* Your goal *
Could each record be restated word for word?

# # #

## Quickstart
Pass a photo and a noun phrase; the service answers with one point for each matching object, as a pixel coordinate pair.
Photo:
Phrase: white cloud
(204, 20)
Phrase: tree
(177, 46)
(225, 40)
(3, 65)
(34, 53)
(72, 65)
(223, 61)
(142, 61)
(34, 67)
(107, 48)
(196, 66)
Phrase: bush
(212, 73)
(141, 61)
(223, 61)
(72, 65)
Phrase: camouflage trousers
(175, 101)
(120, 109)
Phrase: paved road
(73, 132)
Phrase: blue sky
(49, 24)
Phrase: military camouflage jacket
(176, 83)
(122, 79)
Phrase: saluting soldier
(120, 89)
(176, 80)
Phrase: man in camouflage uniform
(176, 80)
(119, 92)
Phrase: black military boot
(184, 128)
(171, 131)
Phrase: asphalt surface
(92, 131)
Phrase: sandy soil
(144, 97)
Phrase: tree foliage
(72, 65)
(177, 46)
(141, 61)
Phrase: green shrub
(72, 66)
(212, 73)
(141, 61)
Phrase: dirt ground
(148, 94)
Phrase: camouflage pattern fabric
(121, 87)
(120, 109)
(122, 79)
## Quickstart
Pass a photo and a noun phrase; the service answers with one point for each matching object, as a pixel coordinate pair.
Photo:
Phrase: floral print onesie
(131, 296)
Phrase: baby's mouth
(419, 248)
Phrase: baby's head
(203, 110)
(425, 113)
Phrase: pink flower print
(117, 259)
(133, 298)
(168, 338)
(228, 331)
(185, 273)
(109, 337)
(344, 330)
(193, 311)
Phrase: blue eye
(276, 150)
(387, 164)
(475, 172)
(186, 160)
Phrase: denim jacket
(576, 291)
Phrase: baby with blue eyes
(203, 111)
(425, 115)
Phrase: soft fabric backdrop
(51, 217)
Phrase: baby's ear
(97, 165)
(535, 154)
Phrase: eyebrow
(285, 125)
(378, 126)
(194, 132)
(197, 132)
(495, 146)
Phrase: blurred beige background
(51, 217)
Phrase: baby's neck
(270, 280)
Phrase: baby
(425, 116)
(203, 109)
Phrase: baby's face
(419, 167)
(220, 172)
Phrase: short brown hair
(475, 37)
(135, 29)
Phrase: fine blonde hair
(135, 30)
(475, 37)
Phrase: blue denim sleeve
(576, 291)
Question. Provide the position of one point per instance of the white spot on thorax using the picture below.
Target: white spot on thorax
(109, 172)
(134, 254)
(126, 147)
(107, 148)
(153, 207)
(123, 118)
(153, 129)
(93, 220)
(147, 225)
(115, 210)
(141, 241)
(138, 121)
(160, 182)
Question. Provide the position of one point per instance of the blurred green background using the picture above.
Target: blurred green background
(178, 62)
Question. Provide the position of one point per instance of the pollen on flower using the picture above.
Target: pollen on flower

# # #

* Reply *
## Quickstart
Pass a photo and a noun phrase; the service answers with one point for each matching object, as a pixel coordinate pair.
Photo:
Phrase: white cloud
(204, 20)
Phrase: tree
(177, 46)
(225, 40)
(3, 65)
(34, 53)
(72, 65)
(223, 61)
(142, 61)
(34, 67)
(107, 48)
(196, 66)
Phrase: bush
(212, 73)
(141, 61)
(223, 61)
(72, 65)
Phrase: camouflage trousers
(175, 101)
(120, 109)
Phrase: paved road
(73, 132)
Phrase: blue sky
(49, 24)
Phrase: military camouflage jacket
(176, 83)
(122, 79)
Phrase: saluting soldier
(120, 89)
(176, 80)
Phrase: man in camouflage uniform
(176, 80)
(119, 92)
Phrase: black military boot
(184, 128)
(171, 131)
Phrase: asphalt surface
(92, 131)
Phrase: sandy soil
(144, 97)
Phrase: tree foliage
(72, 65)
(177, 46)
(141, 61)
Phrase: green shrub
(72, 66)
(212, 73)
(141, 61)
Phrase: dirt ground
(148, 94)
Phrase: camouflage pattern fabric
(121, 87)
(120, 109)
(122, 79)
## Quickstart
Pass a photo and a noun phrase; the service answers with one point for each matching object, as a pixel coordinate pair.
Photo:
Phrase: floral print onesie
(131, 296)
Phrase: baby's mouth
(419, 248)
Phrase: baby's head
(203, 110)
(425, 113)
Phrase: pink flower print
(117, 259)
(133, 298)
(168, 338)
(228, 331)
(185, 273)
(109, 337)
(344, 330)
(193, 311)
Phrase: blue eye
(276, 150)
(387, 164)
(475, 172)
(186, 160)
Phrase: denim jacket
(576, 291)
Phrase: baby with blue eyes
(203, 111)
(425, 115)
Phrase: soft fabric backdrop
(51, 217)
Phrase: baby's ear
(97, 165)
(535, 154)
Phrase: eyebrow
(285, 125)
(378, 126)
(194, 132)
(197, 132)
(495, 146)
Phrase: blurred beige background
(51, 217)
Phrase: baby's neck
(270, 280)
Phrase: baby
(425, 116)
(203, 109)
Phrase: baby's face
(419, 167)
(220, 172)
Phrase: short brown hair
(475, 37)
(135, 29)
Phrase: fine blonde hair
(135, 30)
(475, 37)
Phrase: blue denim sleeve
(576, 291)
Question. Provide the position of one point per instance of the white spot on thorax using the picture below.
Target: white spot on thorax
(109, 172)
(134, 254)
(126, 147)
(107, 148)
(153, 207)
(123, 118)
(153, 129)
(93, 220)
(147, 225)
(115, 210)
(141, 241)
(138, 121)
(160, 182)
Question. Provide the position of one point per instance of the blurred green background using the picture above.
Target: blurred green background
(178, 62)
Question. Provide the position of one point per instance of the pollen on flower using the picture above.
Target: pollen on flower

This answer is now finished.